(Position annotation records)
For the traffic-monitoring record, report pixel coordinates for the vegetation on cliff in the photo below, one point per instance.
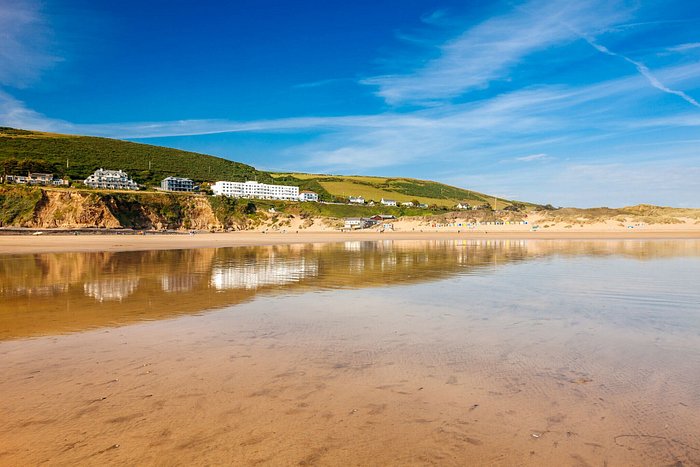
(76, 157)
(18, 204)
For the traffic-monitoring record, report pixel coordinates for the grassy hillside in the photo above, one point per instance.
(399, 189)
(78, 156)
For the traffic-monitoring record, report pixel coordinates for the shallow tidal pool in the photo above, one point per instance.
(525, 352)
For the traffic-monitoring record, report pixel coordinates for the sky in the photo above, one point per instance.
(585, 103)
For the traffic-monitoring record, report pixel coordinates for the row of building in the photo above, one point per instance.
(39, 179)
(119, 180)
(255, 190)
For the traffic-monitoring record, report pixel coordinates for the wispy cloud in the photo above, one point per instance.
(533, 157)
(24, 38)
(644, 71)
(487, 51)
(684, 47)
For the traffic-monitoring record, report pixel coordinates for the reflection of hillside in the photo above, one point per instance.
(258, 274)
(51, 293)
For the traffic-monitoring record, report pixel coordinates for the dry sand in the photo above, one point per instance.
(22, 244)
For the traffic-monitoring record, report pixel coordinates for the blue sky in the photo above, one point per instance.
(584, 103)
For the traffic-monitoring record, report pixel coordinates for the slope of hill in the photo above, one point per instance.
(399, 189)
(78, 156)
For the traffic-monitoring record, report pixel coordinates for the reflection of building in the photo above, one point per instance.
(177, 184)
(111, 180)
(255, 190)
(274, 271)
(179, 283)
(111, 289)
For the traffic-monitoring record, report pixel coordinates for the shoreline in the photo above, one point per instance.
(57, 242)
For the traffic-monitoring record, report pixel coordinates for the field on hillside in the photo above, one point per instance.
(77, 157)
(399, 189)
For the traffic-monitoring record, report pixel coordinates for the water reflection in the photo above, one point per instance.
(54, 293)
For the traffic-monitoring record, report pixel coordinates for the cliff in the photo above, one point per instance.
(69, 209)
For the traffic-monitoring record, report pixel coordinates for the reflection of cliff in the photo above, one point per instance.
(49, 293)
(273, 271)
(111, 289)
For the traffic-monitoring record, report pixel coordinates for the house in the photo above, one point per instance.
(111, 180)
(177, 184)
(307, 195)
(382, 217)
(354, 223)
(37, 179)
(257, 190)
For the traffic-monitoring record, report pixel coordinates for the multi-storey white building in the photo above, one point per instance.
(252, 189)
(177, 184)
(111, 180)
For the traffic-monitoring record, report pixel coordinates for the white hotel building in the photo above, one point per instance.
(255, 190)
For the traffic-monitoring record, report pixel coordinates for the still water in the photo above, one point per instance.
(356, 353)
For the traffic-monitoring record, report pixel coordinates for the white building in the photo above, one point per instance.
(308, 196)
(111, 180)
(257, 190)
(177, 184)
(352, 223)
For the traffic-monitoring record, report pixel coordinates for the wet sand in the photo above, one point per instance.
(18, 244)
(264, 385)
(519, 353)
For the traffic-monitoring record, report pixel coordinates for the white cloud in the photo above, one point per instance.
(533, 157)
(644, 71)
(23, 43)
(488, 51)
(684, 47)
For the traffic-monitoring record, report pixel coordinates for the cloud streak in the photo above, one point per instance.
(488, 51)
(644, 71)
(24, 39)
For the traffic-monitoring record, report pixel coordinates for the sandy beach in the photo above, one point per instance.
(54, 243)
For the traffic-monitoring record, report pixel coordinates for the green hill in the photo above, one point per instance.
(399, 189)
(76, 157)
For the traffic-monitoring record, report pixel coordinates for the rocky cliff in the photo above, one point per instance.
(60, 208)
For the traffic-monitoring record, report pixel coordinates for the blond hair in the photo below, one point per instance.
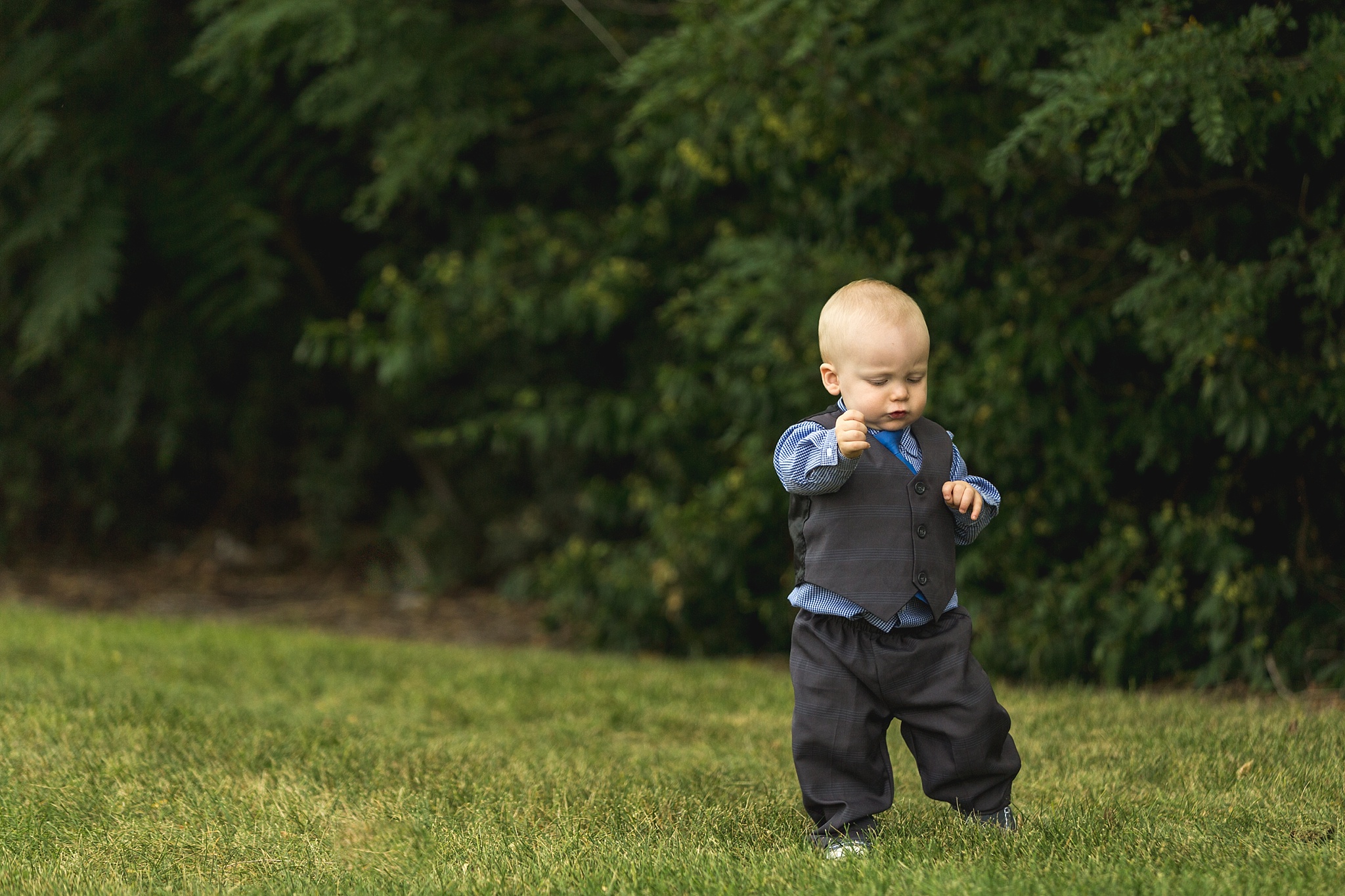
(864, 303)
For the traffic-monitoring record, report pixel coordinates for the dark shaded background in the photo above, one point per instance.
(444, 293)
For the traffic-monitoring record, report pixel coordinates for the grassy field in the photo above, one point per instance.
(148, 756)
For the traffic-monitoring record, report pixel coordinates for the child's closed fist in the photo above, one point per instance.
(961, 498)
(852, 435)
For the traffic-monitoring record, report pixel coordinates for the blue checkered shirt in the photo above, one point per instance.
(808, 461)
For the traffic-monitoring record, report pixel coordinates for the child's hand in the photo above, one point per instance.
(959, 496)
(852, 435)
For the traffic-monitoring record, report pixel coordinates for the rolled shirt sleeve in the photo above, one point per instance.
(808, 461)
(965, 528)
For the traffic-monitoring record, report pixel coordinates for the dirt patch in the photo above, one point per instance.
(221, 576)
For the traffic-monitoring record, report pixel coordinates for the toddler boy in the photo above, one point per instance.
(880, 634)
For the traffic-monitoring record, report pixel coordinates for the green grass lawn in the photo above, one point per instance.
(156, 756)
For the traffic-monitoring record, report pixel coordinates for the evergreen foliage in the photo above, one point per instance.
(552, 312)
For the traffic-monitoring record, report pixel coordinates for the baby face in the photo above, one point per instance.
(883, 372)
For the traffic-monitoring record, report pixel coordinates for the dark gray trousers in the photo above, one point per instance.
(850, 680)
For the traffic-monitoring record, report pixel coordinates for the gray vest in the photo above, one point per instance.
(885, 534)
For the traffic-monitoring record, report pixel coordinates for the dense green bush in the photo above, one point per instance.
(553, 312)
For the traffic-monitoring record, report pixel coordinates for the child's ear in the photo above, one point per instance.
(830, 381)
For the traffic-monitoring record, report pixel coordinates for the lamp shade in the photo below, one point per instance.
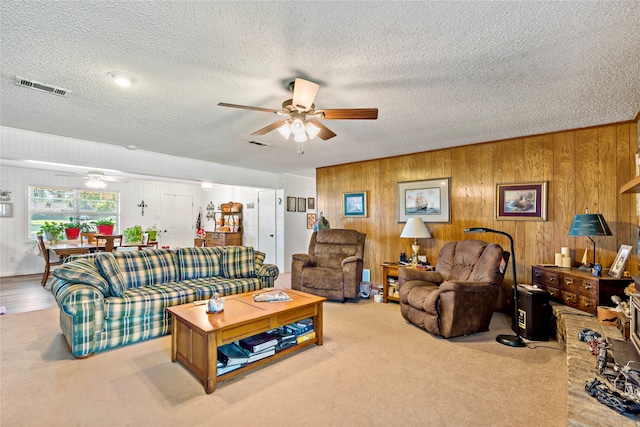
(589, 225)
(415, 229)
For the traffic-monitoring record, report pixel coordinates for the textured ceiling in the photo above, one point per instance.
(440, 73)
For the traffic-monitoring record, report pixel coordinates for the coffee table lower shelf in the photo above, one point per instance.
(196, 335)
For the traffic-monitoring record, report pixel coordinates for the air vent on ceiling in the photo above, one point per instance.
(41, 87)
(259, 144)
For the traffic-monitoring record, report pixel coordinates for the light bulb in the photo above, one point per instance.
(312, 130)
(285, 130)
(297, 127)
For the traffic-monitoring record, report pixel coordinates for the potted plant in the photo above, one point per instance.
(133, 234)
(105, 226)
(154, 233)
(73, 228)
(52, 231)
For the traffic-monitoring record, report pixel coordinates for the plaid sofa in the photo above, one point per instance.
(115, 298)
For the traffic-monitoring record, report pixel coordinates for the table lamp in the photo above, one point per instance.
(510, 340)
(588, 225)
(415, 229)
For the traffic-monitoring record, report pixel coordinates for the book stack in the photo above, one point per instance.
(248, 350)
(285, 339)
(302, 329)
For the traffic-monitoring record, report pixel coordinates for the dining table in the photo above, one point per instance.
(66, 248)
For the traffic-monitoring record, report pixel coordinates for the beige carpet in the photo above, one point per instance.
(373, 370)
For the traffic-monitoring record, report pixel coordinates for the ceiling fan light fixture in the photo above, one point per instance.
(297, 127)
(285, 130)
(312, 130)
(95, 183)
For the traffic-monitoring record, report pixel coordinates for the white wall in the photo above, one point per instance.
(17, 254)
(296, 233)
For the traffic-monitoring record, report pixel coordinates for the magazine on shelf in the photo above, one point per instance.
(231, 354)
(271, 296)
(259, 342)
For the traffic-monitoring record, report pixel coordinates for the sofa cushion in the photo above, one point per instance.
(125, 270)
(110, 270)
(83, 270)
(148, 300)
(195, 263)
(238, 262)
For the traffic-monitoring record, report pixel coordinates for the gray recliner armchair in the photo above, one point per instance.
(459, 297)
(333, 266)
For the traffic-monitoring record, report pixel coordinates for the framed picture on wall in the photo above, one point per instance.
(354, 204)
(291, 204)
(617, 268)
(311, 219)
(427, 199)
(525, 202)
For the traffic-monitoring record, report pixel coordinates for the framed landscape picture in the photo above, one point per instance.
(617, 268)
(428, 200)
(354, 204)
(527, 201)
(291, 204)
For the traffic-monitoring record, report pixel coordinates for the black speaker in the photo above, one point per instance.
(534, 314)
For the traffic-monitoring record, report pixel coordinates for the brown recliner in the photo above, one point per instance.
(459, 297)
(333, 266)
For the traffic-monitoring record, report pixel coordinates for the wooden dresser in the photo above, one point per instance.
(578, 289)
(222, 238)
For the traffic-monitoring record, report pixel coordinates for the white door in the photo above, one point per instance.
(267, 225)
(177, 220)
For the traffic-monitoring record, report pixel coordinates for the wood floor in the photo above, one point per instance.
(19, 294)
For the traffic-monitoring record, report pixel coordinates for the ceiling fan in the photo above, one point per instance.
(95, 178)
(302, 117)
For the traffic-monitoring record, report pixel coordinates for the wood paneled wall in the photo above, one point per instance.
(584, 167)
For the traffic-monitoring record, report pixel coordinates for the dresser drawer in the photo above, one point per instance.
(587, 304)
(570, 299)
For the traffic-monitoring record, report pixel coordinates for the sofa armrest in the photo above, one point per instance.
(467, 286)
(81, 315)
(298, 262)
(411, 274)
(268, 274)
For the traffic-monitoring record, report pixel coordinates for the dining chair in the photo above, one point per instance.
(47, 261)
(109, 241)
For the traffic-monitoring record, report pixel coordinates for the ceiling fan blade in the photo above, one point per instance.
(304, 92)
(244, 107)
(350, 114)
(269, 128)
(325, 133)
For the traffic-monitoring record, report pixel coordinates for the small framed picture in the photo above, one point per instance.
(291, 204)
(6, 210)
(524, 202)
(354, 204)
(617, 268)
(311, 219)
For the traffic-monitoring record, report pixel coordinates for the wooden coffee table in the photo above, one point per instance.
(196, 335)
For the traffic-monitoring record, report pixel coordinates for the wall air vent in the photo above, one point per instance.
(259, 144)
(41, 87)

STATED EXERCISE ->
Copy out the lines starting at the one containing "for the black" and ending with the last line of the entries. Include nothing else.

TASK SOLUTION ->
For the traffic-monitoring record, report pixel coordinates for the black speaker in the photo above, one point per instance.
(534, 314)
For the traffic-monitoring record, report pixel coordinates for the brown recliner in the photo above, one point per instance.
(459, 297)
(333, 266)
For the traffic-monitoring record, report pixel coordinates for the wooden dresser in the photo above, one point per instance.
(578, 289)
(222, 238)
For the traffic-monitoring record, report pixel coordinates for the white door in the photo above, one point per instance.
(267, 225)
(177, 220)
For the traffic-monitoring record, report pixel coordinates for the wood floor in the photo above, one point per instance.
(19, 294)
For the traffic-monitoring record, report pixel coordinates for the ceiling fan in the photo above, one point per instance.
(95, 178)
(302, 117)
For the traffic-monitoring record, report pixel coordinates for the wood paneled wall in the photo above, one point per instance.
(584, 167)
For the traffic-monitoring record, report pixel coordinates for the dresser drawer in the photo above, one point per instance.
(587, 304)
(570, 299)
For the traffic-monitoring record, report pixel coordinates for the sofa armrest in the photo above, one point per instance.
(467, 286)
(81, 315)
(298, 262)
(411, 274)
(268, 274)
For the traffic-monitoring record, report pixel coordinates for the dining chair in the photo above, one point per instance.
(47, 261)
(109, 241)
For the traffic-monitoring record, report pixel coordinates for the ceiling fan blade in the photo above, one point per instance.
(304, 92)
(244, 107)
(350, 114)
(269, 128)
(325, 133)
For the traffic-monitoring record, report pixel coordinates for the small framed picture in the photo above, one point per instance.
(291, 204)
(6, 210)
(524, 202)
(354, 204)
(617, 268)
(311, 219)
For the traffic-monitoring record, report pixel coordinates for the wooden coffee table in the photo above, one point per instance.
(196, 335)
For the traffic-monitoring record, report pixel coordinates for the wall air vent in the photo above, one point per instance.
(259, 144)
(41, 87)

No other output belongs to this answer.